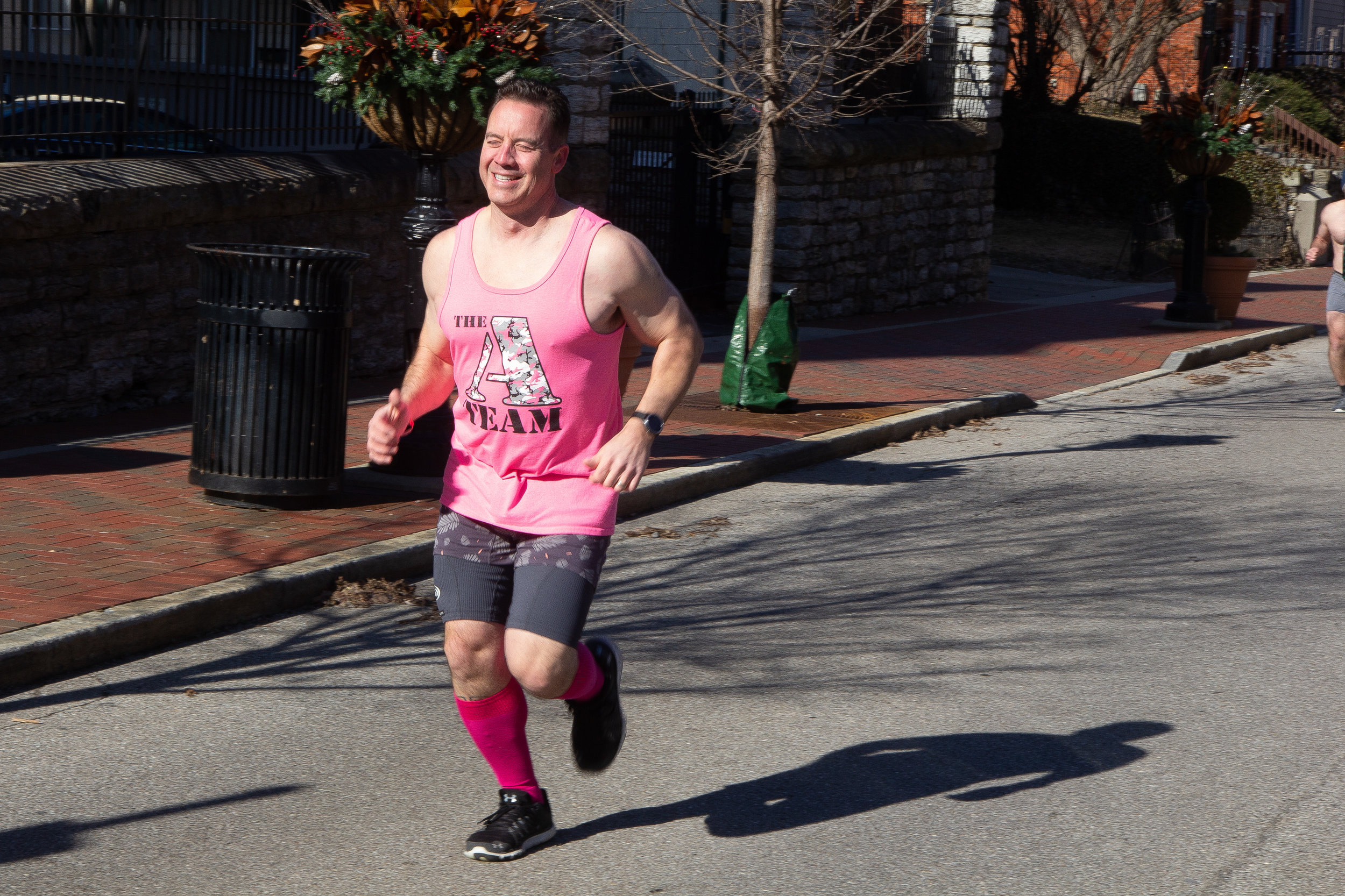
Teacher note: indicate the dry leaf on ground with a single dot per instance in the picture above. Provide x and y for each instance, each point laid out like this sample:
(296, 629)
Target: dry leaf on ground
(1244, 366)
(654, 532)
(374, 591)
(703, 528)
(1208, 380)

- _Activity_: Produce the full material again verbatim, with the pictures dropped.

- _Solution for this task_:
Teacher note: indicate the dry leaf on ground with a single dot per instance in the picture above. Provide x and y for each instance, each point laid out like this sample:
(296, 629)
Target: dry leaf on ground
(1244, 366)
(654, 532)
(374, 591)
(703, 528)
(1208, 380)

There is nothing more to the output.